- Given text -
TEST-INFRA: [ci-execution-time] Avoid Docker-in-Docker for building and testing #7426

Open
opened 2026-04-10 19:12:51 +00:00 by HAL9000 · 3 comments
Owner

Metadata

  • Branch: task/ci-execution-time-avoid-dind
  • Commit Message: chore(ci): replace Docker-in-Docker with shared socket or dedicated build service
  • Milestone: N/A — Backlog (see note below)
  • Parent Epic: #1678

Backlog note: This issue was discovered during autonomous operation
on milestone v3.2.0. It does not block milestone completion and has been
placed in the backlog for human review and future milestone assignment.

Duplicate Check

  • Search Queries: "docker in docker", "dind", "slow docker build"
  • Results: 0 issues found for each query.
  • Reasoning: No existing issues address the use of Docker-in-Docker.

Summary

The docker and helm CI jobs use Docker-in-Docker (DinD), which introduces significant overhead: DinD requires a privileged container, starts a nested Docker daemon on every run, and cannot share the host's layer cache — resulting in slow, resource-intensive builds and reduced reliability.

- Data listing -

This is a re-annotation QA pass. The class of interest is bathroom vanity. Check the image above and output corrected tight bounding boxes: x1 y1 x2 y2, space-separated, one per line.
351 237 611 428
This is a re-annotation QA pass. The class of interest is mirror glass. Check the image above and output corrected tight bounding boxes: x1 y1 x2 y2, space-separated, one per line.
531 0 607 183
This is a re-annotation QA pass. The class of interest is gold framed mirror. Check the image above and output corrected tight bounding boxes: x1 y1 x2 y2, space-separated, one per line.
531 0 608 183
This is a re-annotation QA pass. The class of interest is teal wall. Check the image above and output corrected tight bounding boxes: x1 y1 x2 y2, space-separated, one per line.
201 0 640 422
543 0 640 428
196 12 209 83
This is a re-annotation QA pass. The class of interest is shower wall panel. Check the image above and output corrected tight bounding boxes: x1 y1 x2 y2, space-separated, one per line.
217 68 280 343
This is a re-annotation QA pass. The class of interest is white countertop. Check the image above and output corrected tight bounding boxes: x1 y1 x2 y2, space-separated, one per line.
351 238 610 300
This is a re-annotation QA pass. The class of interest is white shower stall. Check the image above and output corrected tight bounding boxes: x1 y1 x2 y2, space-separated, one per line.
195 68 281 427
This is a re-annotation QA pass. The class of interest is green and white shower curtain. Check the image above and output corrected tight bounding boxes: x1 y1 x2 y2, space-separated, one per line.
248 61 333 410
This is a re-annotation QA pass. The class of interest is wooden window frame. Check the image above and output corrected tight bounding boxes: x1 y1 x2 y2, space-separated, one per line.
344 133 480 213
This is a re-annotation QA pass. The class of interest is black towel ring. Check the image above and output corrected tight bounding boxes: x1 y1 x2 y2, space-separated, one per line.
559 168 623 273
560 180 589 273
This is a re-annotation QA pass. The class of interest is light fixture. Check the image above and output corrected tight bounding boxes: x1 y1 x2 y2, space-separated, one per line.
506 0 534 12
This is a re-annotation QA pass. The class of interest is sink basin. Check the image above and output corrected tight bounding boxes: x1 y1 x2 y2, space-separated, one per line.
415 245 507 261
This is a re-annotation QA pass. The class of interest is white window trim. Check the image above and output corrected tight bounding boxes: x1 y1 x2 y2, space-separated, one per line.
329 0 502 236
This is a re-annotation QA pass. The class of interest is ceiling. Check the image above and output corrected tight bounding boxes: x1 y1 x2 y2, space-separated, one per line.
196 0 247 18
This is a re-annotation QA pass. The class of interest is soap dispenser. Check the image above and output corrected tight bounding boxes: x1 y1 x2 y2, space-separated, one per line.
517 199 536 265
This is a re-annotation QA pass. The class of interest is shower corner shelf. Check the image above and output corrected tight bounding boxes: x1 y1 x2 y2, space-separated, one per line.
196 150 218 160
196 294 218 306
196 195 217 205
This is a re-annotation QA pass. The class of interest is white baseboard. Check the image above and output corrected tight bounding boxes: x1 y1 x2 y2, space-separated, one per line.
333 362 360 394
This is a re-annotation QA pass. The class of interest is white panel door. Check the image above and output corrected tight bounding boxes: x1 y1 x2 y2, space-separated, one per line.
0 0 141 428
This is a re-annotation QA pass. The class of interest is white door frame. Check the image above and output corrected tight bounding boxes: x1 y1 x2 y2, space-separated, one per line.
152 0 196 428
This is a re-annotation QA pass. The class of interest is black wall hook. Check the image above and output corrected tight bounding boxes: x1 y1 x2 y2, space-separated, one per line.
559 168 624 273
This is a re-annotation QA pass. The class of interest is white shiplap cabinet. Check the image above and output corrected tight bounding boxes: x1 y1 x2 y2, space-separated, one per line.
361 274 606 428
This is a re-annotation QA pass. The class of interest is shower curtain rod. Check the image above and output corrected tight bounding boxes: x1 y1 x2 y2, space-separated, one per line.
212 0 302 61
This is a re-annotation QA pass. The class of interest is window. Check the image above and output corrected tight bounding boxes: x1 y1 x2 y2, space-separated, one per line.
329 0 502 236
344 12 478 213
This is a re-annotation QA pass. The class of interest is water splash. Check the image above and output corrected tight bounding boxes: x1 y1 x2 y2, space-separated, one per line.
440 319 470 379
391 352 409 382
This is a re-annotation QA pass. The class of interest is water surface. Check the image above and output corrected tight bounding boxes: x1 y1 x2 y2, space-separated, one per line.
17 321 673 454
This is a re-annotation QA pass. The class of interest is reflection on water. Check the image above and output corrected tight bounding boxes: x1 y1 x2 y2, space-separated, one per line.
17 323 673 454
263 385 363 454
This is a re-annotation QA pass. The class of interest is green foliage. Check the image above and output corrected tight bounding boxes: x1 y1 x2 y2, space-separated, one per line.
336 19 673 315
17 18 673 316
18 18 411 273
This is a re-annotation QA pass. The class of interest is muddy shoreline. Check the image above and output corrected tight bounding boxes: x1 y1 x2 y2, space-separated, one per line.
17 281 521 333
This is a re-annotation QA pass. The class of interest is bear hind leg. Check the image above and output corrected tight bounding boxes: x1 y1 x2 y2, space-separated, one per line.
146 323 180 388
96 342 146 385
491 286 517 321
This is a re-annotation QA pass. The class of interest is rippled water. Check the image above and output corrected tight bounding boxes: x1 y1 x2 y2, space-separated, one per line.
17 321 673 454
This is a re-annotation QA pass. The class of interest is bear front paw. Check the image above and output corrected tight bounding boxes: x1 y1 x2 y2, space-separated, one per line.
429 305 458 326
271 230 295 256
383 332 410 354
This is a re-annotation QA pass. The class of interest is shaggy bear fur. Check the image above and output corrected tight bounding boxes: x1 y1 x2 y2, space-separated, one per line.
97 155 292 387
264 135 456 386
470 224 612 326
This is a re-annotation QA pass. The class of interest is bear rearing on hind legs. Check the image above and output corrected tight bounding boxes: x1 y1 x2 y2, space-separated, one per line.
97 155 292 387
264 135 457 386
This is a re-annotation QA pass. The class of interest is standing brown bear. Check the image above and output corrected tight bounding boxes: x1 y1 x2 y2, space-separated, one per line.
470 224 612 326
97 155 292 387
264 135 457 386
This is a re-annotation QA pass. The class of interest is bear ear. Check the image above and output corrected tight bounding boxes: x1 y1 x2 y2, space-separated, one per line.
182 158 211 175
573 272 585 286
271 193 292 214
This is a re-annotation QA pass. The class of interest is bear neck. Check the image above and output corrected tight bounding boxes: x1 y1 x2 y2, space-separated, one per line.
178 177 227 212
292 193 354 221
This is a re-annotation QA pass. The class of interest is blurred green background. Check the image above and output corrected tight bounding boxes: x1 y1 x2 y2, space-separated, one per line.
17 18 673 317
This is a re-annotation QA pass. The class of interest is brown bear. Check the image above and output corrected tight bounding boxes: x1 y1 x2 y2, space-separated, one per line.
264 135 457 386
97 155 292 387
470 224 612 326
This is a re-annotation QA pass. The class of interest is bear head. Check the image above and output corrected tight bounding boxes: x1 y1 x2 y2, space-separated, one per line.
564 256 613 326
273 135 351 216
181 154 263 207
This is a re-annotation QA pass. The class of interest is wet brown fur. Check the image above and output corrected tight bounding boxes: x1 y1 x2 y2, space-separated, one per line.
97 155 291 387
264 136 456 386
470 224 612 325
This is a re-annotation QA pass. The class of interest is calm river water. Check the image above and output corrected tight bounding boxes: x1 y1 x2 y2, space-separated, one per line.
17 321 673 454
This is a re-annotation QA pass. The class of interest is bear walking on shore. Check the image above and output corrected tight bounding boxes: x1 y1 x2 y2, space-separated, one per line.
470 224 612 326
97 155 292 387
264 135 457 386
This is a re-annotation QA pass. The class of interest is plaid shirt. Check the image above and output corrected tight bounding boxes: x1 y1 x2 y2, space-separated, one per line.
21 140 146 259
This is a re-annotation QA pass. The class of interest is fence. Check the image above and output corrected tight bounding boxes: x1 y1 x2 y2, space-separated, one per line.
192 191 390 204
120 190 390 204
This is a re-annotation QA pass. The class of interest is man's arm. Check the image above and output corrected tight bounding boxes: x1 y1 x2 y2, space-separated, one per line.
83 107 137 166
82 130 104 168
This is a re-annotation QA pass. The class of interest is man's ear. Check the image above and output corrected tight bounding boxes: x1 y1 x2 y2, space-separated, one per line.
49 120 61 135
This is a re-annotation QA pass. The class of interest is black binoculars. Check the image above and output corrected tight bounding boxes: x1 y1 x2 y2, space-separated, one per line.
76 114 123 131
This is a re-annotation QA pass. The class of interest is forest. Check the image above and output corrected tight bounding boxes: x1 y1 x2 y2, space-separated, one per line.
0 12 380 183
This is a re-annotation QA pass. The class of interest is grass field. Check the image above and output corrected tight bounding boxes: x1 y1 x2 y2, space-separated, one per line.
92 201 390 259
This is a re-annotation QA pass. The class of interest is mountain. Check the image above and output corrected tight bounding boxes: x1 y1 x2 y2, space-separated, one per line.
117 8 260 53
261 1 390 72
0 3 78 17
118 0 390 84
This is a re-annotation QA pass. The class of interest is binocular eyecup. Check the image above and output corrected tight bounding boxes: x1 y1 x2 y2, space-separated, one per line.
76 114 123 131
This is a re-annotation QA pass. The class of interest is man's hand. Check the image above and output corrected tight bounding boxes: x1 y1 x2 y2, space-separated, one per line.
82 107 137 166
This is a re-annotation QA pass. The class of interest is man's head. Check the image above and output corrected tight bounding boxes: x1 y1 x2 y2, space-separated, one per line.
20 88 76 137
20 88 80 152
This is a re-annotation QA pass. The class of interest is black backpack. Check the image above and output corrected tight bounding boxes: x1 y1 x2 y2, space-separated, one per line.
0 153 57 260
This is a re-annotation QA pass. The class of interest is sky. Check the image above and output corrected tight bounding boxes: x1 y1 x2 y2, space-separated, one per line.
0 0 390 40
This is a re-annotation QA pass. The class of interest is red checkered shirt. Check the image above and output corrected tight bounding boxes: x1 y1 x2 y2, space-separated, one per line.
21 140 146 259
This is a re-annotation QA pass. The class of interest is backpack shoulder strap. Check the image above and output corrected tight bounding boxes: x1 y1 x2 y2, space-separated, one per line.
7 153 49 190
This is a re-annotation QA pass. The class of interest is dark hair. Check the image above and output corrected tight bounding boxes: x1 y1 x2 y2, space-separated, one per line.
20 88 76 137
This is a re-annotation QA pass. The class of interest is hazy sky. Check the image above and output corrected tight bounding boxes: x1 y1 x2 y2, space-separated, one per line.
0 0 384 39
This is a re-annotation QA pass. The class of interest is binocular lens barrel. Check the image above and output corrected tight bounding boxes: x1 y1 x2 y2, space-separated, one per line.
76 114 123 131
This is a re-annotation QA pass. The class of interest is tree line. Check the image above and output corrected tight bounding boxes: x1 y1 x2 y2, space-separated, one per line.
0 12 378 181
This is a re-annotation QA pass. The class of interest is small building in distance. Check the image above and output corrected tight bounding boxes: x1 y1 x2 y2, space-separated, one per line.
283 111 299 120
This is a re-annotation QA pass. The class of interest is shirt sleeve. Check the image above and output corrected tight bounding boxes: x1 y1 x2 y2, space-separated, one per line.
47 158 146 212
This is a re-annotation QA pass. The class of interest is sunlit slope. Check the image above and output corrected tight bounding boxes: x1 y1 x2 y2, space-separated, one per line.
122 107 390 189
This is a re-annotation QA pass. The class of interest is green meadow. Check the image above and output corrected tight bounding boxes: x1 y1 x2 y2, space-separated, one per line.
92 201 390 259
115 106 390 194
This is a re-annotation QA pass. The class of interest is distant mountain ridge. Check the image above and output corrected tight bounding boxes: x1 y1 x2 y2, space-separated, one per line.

- Short problem 1 -
Rewrite the rows as a numbered list, starting with the line that contains "interest is light" and going through the line that contains "506 0 534 12", and leave out blank lines.
- Short problem 2 -
Extend the issue about Docker-in-Docker in CI jobs from where it stops.
The issue text and the rows are unrelated material.

- Expected output 1 -
1. This is a re-annotation QA pass. The class of interest is light fixture. Check the image above and output corrected tight bounding boxes: x1 y1 x2 y2, space-separated, one per line.
2. 506 0 534 12

- Expected output 2 -
Current Behavior

The docker and helm jobs in .forgejo/workflows/ci.yml use Docker-in-Docker (docker:dind service or equivalent). This means:

  • A new Docker daemon is started inside the runner container on every CI run.
  • No layer caching is shared between runs, causing full image rebuilds each time.
  • Privileged mode is required, increasing the attack surface of the CI runner.
  • Build times are significantly longer than necessary.

Expected Behavior

The CI pipeline should use an alternative to Docker-in-Docker that:

  • Does not require a privileged container.
  • Can share the host Docker socket or use a dedicated build service (e.g., Kaniko, Buildah, or a remote Docker daemon).
  • Supports layer caching to speed up repeated builds.
  • Is more reliable and easier to debug than DinD.

Acceptance Criteria

  • The CI pipeline does not use Docker-in-Docker for the docker or helm jobs.
  • The alternative approach (shared socket, Kaniko, Buildah, or equivalent) is documented in the workflow file with a comment explaining the rationale.
  • Docker image build times are measurably reduced compared to the DinD baseline.
  • The reliability of Docker builds in CI is improved (no privileged mode required).
  • The change does not break the docker or helm CI jobs.

Supporting Information

  • Related issues: #7206 (Optimize Docker image builds with layer caching), #7216 (Review and optimize CI job dependencies), #1678 (Epic: CI Execution Time Optimization).
  • Alternatives to evaluate: shared Docker socket (/var/run/docker.sock), Kaniko (rootless, daemonless), Buildah (OCI-compliant, daemonless), remote Docker daemon.

Subtasks

  • Audit current docker and helm job configurations in .forgejo/workflows/ci.yml to document the DinD setup.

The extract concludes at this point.